--- begin Document segment ---
Women in Iran are not only more educated but also have a more visible role in life than in many other Islamic countries. Iran, as a Persian nation provides more space (relative) for women – prohibits discrimination against women in the workplace, many are self-sufficient and independent, drive cars and taxis, and hold public offices. That said, Iranian law still favours men. Women are not equal under Iran’s constitution, adopted in 1979 after the revolution and it mandates that the legal code adheres to Sharia law. Women are legally required to wear head coverings in public as mandated by an edict in 1979. There have been protests rights from the time it was introduced and still continues. These days the younger generation has been voicing their activism through social media platforms, like Facebook and Twitter, and messaging apps like Telegram.

 

We arrived at RCEC and were welcomed by the school management and students, mostly women and girls.  After a brief introduction, we were divided into three groups each led by students about to graduate – Parnia Badiei, Has Aliyari, and Parinaz Asare.
--- end Document segment ---
▶ [Written tasks]
a) In the passage on women in Iran, in what year was the edict requiring women to wear head coverings in public issued?
b) In the passage on women in Iran, what reason is given for Iran allowing women relatively more space than many other Islamic countries, and how does that space show?
--- begin Raw data ---
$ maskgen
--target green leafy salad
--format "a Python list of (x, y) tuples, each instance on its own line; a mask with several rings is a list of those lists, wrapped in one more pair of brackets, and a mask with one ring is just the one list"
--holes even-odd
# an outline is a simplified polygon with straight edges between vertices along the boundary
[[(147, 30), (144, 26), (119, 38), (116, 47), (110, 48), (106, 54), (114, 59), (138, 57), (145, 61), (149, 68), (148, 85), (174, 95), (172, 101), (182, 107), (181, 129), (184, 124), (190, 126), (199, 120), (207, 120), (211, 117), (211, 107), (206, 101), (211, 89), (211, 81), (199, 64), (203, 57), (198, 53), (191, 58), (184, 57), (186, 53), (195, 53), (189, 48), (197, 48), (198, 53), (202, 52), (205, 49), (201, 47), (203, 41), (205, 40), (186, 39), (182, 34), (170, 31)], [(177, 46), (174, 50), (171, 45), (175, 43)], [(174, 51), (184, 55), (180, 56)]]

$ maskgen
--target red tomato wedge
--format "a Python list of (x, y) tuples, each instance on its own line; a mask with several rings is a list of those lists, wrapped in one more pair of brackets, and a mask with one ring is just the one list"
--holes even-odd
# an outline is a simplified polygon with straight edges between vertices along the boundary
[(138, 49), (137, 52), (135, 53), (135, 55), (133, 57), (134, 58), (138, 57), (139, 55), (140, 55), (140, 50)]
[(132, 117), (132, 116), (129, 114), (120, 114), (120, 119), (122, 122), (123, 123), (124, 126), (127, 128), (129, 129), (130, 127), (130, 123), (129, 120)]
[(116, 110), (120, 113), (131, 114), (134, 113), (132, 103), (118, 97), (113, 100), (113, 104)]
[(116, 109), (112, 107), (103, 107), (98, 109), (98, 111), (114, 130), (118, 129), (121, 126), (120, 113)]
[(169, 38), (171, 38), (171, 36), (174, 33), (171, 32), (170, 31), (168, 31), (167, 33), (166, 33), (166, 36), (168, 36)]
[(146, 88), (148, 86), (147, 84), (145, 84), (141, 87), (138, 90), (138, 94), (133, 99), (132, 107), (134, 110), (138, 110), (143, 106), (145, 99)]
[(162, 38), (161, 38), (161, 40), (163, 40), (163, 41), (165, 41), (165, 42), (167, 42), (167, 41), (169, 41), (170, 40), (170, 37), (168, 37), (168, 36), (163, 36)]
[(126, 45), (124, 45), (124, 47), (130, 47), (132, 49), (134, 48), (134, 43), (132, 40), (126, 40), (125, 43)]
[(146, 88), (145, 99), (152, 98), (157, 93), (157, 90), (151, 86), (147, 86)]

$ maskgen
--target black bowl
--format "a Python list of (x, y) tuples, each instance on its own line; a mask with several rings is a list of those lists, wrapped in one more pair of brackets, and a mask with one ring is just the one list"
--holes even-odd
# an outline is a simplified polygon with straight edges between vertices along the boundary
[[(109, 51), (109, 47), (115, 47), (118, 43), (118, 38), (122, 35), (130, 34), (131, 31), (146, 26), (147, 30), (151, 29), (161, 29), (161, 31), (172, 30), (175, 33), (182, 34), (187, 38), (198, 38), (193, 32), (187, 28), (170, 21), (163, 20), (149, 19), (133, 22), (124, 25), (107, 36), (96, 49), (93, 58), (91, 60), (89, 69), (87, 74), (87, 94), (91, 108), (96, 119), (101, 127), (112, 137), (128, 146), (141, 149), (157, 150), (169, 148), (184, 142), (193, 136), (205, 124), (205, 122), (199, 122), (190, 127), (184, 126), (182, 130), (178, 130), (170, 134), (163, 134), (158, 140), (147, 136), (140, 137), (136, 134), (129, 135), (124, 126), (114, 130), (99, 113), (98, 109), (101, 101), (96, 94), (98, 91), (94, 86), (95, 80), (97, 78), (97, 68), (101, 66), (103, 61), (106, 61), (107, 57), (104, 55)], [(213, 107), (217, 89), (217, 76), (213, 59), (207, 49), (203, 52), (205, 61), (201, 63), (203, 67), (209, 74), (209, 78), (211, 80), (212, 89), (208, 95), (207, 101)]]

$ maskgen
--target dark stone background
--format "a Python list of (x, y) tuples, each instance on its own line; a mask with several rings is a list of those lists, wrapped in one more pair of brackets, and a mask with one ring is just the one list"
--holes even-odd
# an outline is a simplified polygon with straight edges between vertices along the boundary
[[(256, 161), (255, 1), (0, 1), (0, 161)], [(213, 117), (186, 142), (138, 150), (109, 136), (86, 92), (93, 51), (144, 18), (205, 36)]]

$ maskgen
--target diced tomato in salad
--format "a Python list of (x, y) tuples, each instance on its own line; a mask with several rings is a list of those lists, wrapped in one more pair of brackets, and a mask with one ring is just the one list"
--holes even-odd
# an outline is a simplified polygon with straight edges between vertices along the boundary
--- end Raw data ---
▶ [Final results]
a) 1979

b) The passage links it to Iran being a Persian nation. It bans discrimination against women in the workplace, and many women are self-sufficient and independent, drive cars and taxis, and hold public offices.